EXERCISE GOAL :: Could you output each of the records below word for word, leaving out the pictures?

[Entries for pointing at named objects]

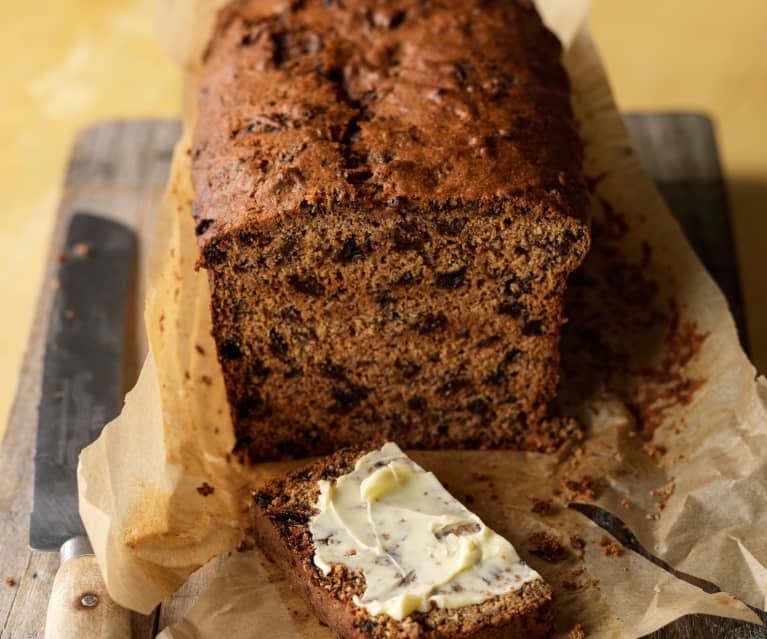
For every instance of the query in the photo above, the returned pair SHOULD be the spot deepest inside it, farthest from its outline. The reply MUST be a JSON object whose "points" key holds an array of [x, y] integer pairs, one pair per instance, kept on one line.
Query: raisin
{"points": [[454, 385], [309, 285], [451, 279], [495, 378], [488, 341], [212, 254], [348, 397], [202, 226], [263, 499], [333, 371], [405, 279], [408, 237], [430, 322], [251, 406], [350, 251], [291, 517], [516, 287], [228, 349], [277, 344], [366, 626], [257, 372], [533, 327], [409, 369], [478, 406], [513, 309]]}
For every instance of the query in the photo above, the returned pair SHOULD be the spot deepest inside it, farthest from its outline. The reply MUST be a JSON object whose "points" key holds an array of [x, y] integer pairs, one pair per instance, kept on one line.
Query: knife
{"points": [[81, 391]]}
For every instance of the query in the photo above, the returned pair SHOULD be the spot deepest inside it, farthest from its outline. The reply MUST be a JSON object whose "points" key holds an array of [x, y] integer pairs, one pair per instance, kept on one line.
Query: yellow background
{"points": [[67, 63]]}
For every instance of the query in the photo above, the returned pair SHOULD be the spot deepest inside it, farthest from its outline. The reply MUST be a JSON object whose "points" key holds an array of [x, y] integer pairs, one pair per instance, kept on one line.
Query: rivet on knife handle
{"points": [[80, 606]]}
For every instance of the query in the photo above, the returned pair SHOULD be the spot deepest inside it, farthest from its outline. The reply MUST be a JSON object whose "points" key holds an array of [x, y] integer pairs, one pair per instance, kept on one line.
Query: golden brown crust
{"points": [[389, 200], [282, 510]]}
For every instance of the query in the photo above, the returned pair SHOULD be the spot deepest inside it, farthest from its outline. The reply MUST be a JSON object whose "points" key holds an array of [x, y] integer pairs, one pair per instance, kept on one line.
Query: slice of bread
{"points": [[283, 509]]}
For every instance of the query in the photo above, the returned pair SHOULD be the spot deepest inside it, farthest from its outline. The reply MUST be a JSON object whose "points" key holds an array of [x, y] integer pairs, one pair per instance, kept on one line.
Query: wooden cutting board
{"points": [[119, 170]]}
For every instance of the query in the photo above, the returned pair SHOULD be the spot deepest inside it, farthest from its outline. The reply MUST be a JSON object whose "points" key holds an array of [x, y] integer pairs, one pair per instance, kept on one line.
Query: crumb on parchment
{"points": [[577, 632], [609, 547], [546, 546], [205, 489]]}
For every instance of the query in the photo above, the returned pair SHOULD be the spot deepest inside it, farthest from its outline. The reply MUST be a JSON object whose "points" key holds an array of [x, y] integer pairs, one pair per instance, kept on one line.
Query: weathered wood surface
{"points": [[119, 170]]}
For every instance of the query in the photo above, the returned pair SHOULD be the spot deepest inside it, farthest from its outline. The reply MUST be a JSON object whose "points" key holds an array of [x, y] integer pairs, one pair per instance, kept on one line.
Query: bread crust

THE OUTPUT ::
For every instance of the query in the photo above, the returned pair SHOULD be the spot deepest inside it, farthest from its outline. The reply MUST be a JSON object whose "points" key holds an array of [x, y] integer pairs, one pair per instance, kept on one line.
Query: raisin
{"points": [[454, 385], [309, 285], [451, 279], [495, 378], [488, 341], [212, 254], [348, 397], [202, 226], [263, 499], [333, 371], [405, 279], [408, 237], [430, 322], [251, 406], [350, 251], [291, 517], [516, 287], [228, 349], [277, 344], [366, 626], [257, 372], [533, 327], [409, 369], [478, 406], [513, 309]]}
For every instance of the query in the photo above, the returned pair SHOULD be the spot deepest inside it, farthest from its outline. The reply MUST be a JSON object whose "points" key holds an array of [x, y] integer pairs, one pair per instance, kept on one line.
Query: knife
{"points": [[81, 391]]}
For every instance of the query in the photo above, the returned pair SHOULD be the spot deepest inside it, farthest from its outline. The reply MUST be a JSON object whose "points" key holds an array of [x, y] integer pairs, one pair per instance, kept on one line.
Query: yellow background
{"points": [[67, 63]]}
For every instance of the query in the photo above, the returned pair SHOULD be the spot deepest inside it, farthest from its outline. The reply MUST be a JSON object whose "points" key holds an array of [x, y] integer pairs, one pair per instance, kept on one line.
Query: rivet on knife handle
{"points": [[80, 606]]}
For every instance of the query in the photo above, the returned pair SHOULD be the spot deepest inside it, farthest from its outline. The reply MUST be a JSON object whose "points" key holds an array of [x, y] integer pairs, one pair per instance, kept on one line.
Query: golden brown crust
{"points": [[389, 200], [282, 510]]}
For every instance of the query in the photo above, the returned pair SHOULD be the spot deepest inside it, farthest from its outline. The reply MUST be a JSON object whose "points" key holds an array of [x, y] integer pairs, one pair per instance, kept on one line.
Query: slice of bread
{"points": [[283, 509]]}
For every instance of the query in the photo above, the returned pair SHOULD be the spot deepest inside it, farthest from its outline. The reply MUST be a JSON object whose "points" key holds an array of [x, y] integer pairs, one pair per instance, kept on one line.
Query: wooden cutting board
{"points": [[119, 170]]}
For every instance of the query in the photo above, the returned pair SHOULD be the spot deepest inside it, farthest from its outline. The reply MUST be a JSON object whose "points" key holds an array of [x, y] integer pairs, one pair per instance, kept on one line.
Query: crumb on parchment
{"points": [[577, 632], [609, 547], [546, 546], [205, 489]]}
For every instance of the query in the photo above, the returned pair SHOULD be the spot deepest inside it, farthest from its outline. The reply MUST be a JSON object whose "points" key holds an array of [x, y] integer pairs, one pair per instance, kept on one line.
Query: weathered wood surface
{"points": [[119, 170]]}
For every instance of the query in the photo above, the returned pair SHOULD be the spot deepest inside it, farthest from its outline. The reply MUST be a JSON object whose "points" key holds an array of [x, y] integer pairs, one pair per instance, kept on one line.
Query: bread crust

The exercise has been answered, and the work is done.